[Stored dataset items]
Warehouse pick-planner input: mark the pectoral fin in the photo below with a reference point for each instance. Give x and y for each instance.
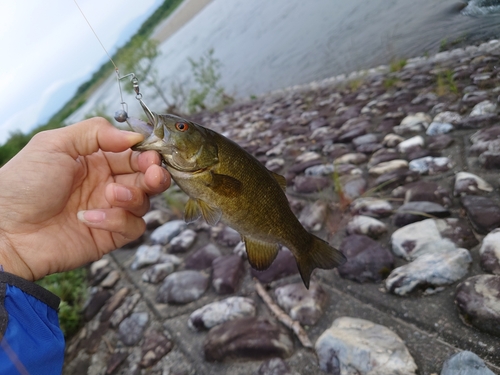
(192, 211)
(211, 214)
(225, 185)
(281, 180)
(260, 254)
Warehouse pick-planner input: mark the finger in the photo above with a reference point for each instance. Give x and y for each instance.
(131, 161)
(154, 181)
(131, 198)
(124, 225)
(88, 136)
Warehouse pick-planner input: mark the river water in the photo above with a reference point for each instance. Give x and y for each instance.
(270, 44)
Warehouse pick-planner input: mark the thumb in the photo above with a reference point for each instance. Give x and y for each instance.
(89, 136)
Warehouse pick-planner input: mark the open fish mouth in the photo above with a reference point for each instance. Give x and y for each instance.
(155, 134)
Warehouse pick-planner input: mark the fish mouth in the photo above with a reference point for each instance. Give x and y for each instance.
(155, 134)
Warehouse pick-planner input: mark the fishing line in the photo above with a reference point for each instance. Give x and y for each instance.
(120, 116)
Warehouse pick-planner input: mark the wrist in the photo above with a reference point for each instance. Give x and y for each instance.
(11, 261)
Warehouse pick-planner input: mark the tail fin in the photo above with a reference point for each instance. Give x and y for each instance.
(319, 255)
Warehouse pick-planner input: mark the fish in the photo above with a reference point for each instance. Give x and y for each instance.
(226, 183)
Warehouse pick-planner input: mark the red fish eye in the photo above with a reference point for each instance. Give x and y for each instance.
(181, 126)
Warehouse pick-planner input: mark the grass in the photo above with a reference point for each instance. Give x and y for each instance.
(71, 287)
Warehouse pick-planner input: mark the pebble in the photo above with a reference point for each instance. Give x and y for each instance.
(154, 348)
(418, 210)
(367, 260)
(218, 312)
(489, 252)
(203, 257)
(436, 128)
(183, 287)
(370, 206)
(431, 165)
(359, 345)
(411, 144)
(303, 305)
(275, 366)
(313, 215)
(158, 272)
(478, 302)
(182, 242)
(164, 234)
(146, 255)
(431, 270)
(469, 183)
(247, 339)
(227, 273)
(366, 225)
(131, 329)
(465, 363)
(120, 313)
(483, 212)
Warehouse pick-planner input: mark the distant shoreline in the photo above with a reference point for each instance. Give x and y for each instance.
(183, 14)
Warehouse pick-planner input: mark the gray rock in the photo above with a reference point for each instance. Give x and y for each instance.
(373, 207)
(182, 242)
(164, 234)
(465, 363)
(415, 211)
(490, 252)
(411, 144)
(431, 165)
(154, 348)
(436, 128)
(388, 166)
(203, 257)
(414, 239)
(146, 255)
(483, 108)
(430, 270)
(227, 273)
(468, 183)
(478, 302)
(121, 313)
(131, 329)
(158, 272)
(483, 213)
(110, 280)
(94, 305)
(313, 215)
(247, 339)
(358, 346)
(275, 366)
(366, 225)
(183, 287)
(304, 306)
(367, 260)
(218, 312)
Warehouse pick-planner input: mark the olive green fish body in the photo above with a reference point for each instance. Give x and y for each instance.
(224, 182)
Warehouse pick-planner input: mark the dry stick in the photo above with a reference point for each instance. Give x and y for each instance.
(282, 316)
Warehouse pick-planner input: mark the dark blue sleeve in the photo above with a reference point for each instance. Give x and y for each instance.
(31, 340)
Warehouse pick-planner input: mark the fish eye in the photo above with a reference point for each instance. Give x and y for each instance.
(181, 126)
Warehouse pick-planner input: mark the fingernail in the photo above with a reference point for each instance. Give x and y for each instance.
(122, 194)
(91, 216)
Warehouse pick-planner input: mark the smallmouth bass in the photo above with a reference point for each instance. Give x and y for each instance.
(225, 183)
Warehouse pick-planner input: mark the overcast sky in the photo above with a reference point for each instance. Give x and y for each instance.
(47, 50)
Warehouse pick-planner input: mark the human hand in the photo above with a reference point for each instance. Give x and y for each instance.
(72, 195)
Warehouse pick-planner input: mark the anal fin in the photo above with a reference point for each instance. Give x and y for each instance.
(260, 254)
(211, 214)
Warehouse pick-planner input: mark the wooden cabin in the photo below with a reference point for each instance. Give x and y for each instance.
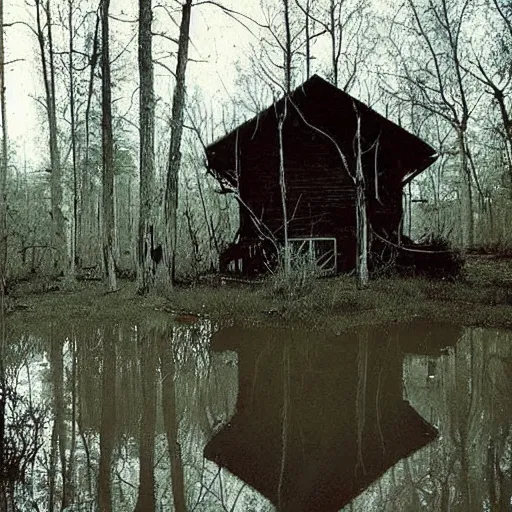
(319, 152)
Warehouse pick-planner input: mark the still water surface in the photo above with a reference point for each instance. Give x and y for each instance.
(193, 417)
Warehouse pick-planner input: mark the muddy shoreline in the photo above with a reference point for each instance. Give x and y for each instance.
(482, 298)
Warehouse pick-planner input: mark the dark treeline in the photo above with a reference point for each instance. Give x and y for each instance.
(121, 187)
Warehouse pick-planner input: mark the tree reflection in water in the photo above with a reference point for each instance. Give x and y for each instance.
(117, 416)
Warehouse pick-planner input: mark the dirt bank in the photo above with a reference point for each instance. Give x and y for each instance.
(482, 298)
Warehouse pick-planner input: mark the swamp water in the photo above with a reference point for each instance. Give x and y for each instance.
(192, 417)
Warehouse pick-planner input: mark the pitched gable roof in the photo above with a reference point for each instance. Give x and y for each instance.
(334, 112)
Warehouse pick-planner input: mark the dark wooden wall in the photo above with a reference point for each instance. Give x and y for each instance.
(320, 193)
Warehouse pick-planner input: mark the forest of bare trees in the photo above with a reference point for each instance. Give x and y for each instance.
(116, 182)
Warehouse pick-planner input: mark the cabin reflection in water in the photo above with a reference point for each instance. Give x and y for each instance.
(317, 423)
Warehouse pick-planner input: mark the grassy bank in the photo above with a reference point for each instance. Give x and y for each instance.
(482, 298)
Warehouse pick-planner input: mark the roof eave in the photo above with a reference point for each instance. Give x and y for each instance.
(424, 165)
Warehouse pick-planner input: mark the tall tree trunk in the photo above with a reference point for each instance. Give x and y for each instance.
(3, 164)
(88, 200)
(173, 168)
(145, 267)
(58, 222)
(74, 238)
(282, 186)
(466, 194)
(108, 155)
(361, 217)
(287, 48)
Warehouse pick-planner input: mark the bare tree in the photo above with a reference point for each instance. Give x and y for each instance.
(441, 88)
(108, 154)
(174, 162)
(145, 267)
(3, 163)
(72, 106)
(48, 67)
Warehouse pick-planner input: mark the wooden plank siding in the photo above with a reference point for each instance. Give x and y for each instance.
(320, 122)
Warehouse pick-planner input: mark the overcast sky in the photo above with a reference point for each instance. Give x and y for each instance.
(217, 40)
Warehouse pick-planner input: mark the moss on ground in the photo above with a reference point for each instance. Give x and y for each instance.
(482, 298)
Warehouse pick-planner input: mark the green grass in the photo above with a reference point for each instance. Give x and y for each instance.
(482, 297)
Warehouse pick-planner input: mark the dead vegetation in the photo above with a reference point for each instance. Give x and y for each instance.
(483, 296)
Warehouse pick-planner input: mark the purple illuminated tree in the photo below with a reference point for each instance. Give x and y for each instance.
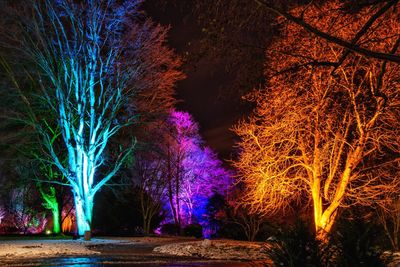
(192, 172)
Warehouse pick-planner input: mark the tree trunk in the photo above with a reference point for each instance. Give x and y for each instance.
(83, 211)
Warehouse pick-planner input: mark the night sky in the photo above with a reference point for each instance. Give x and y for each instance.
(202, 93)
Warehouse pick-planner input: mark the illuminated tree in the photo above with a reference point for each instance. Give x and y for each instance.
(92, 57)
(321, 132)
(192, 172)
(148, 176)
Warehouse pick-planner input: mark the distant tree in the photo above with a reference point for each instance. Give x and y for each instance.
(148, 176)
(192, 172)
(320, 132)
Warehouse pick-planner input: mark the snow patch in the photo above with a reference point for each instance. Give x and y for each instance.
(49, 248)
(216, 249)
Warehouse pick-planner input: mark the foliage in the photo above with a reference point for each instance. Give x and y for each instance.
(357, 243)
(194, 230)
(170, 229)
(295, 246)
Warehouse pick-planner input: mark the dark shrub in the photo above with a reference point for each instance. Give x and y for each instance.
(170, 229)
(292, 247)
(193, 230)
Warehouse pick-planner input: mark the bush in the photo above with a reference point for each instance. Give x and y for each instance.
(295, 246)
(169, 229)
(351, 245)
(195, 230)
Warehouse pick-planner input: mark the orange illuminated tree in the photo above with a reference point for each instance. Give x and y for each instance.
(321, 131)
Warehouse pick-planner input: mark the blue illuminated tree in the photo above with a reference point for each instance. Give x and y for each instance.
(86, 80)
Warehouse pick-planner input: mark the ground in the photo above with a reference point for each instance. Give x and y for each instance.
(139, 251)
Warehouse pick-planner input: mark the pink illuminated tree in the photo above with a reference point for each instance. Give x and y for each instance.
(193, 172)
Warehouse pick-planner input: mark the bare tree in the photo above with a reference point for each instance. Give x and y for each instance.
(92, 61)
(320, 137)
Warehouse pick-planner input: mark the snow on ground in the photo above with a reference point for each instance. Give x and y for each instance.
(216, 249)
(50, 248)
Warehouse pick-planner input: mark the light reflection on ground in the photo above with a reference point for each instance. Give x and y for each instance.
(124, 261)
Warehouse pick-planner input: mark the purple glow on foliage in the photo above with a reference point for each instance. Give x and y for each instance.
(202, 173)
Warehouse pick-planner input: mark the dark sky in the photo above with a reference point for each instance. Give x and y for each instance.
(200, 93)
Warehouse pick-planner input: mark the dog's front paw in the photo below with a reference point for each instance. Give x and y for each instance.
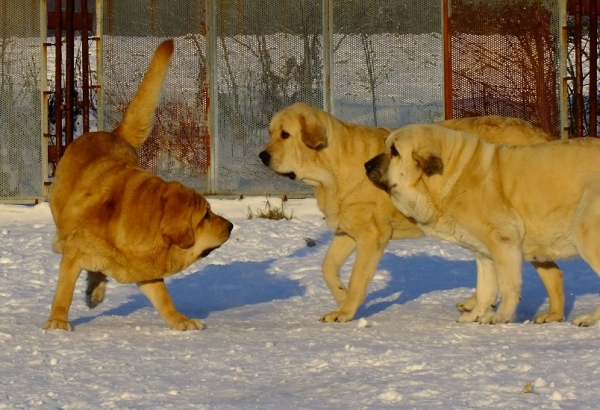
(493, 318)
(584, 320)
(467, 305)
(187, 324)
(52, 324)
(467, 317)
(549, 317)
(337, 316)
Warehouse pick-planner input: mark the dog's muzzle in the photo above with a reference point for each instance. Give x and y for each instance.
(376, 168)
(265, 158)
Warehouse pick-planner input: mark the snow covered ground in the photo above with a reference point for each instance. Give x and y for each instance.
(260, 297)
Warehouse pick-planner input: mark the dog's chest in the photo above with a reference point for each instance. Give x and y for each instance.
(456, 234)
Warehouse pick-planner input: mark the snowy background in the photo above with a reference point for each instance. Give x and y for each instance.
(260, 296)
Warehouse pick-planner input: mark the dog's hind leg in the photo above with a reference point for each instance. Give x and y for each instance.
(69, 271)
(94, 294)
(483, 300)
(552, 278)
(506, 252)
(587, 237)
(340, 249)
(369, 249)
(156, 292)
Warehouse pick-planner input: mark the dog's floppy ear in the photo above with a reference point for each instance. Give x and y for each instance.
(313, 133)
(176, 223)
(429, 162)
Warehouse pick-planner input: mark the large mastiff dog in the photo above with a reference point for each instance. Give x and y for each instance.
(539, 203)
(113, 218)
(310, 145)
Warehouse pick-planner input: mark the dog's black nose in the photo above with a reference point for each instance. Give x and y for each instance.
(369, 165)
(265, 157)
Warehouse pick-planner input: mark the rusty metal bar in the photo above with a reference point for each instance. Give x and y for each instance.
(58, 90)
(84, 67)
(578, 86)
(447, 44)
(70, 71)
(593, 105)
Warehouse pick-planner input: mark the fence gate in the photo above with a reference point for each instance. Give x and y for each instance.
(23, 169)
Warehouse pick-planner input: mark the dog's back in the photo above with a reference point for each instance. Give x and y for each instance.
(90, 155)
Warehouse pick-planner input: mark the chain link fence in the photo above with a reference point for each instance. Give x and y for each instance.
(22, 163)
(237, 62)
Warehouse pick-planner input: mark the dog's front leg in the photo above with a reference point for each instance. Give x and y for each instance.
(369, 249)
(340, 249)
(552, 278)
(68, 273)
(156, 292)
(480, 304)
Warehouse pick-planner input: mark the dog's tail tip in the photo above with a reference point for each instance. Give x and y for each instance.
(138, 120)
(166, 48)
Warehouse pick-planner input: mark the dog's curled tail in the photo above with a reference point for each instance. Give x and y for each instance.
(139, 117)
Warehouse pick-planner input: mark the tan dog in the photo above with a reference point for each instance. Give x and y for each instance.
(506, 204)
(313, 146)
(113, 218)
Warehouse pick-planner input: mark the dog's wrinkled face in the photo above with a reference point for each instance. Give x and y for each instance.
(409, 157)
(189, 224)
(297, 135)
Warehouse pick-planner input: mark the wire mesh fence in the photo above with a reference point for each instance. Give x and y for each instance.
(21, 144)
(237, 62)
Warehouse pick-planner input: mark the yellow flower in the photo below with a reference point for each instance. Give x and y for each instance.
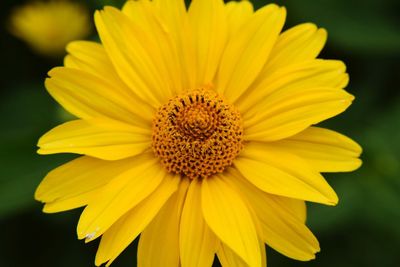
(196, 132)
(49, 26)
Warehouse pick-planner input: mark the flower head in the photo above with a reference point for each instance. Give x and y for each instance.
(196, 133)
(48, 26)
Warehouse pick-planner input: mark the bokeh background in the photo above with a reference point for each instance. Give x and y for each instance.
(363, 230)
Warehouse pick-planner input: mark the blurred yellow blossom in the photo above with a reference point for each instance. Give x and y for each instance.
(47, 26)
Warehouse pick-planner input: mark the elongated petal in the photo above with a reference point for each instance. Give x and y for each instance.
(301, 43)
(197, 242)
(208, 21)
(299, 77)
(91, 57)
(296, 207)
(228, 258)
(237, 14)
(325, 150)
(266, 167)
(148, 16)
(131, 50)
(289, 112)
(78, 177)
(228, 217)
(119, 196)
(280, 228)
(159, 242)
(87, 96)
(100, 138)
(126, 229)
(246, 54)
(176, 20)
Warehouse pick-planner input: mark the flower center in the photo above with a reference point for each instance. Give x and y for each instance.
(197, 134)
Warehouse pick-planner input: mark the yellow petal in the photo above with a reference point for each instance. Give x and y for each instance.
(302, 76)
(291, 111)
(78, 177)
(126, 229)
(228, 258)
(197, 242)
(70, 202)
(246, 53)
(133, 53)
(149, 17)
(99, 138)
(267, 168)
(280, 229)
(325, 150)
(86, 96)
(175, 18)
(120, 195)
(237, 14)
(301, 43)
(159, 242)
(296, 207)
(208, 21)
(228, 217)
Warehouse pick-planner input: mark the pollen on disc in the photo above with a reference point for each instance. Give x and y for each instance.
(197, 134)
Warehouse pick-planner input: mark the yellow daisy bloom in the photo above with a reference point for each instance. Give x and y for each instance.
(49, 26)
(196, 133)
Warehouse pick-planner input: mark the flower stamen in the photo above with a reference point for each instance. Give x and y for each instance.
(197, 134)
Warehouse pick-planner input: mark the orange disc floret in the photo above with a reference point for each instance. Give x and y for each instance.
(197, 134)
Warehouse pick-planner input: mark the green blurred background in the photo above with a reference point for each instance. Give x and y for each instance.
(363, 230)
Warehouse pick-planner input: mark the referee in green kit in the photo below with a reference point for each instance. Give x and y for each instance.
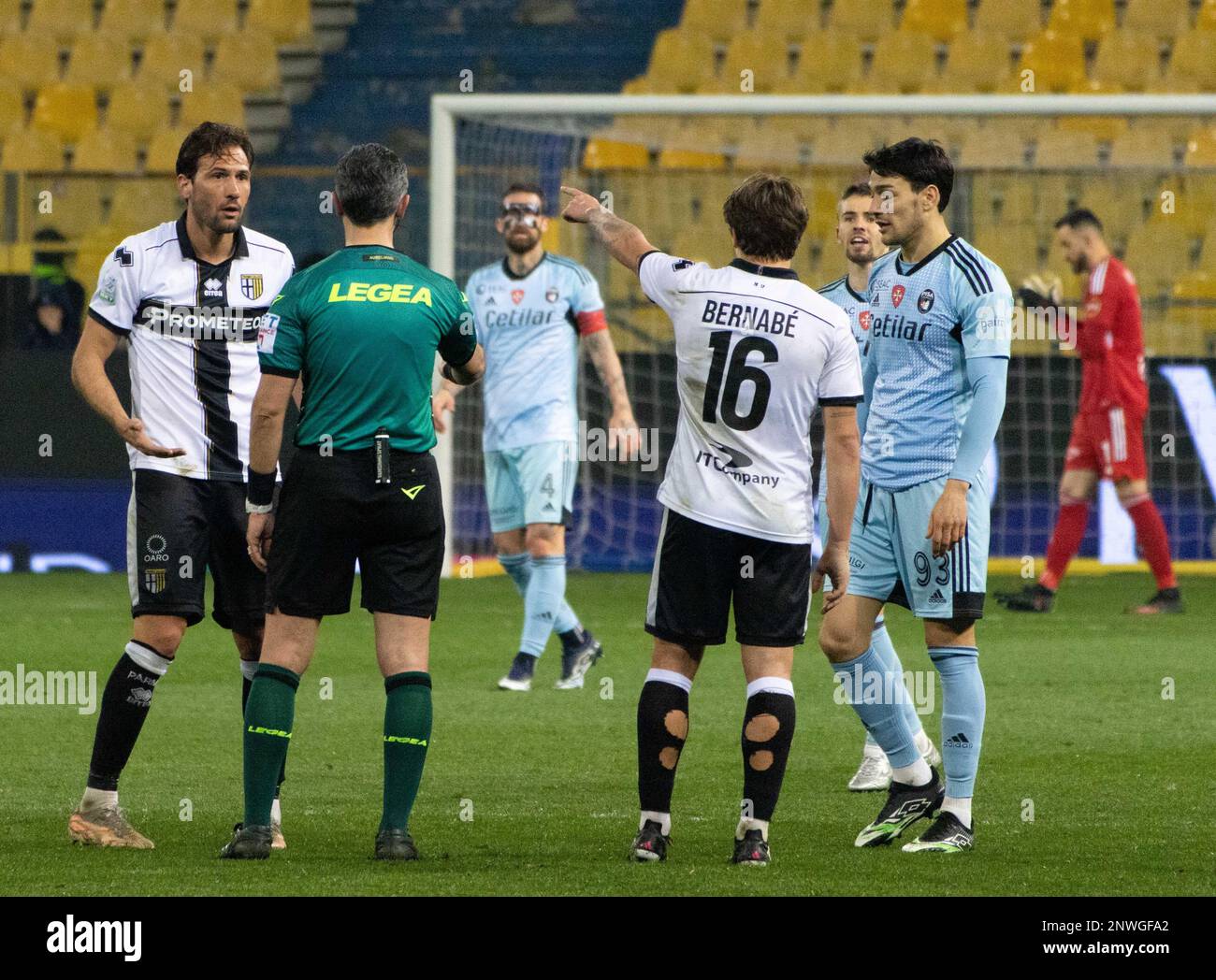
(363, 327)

■ **What needs to be done**
Set down nothing but the lines from the one containing "Warehouse pick-planner input: mark the elongated" to the final line above, both included, with every picture left out.

■ **Problem solution**
Warehouse pick-planner input: mark the elongated petal in the photo above with a reference point for each instance. Give x and y for each instance.
(301, 43)
(197, 242)
(208, 21)
(299, 77)
(91, 57)
(296, 207)
(228, 258)
(237, 14)
(325, 150)
(266, 167)
(148, 16)
(131, 50)
(289, 112)
(78, 177)
(228, 217)
(119, 196)
(280, 228)
(159, 242)
(87, 96)
(100, 138)
(126, 229)
(246, 54)
(176, 20)
Warehouse pick-planner input: mark the flower center in the photo above with a reference point for each instance. Give x and y for each instance.
(197, 134)
Warehouse pick-planner input: mark the yellow petal in the photo above with a reference point for each instance. Give x and y for each instance.
(302, 76)
(291, 111)
(78, 177)
(126, 229)
(228, 258)
(197, 242)
(70, 202)
(246, 53)
(133, 53)
(149, 17)
(99, 138)
(267, 168)
(280, 229)
(325, 150)
(86, 96)
(175, 18)
(120, 195)
(237, 14)
(301, 43)
(159, 242)
(296, 207)
(208, 21)
(228, 217)
Warehouse pick-planner input: mark the pollen on disc in the photo above with a reference point for each instance. Give x and y for each instance.
(197, 134)
Warehouse pick-planner input: mark the yellow daisy bloom in the photo above with a reference point for each instance. Give x and y for each instance.
(49, 26)
(196, 133)
Warehouse pick-planner input: mark the flower stamen in the photo above with a reference point for each instance. Give x and y for each instance.
(197, 134)
Warehouse pick-planner input: mark the orange disc floret in the photo above with a reference point for each instance. Give x and y for each instance.
(197, 134)
Warehouse pick-planner input: mark the green blurred background in the photo above with a reference point for each instance. Give x and y for each instance.
(363, 230)
Warehouse pick-planner input: mark the referee in green kit in the photo below with a reference point for each instance. Give x and y for each instance.
(363, 327)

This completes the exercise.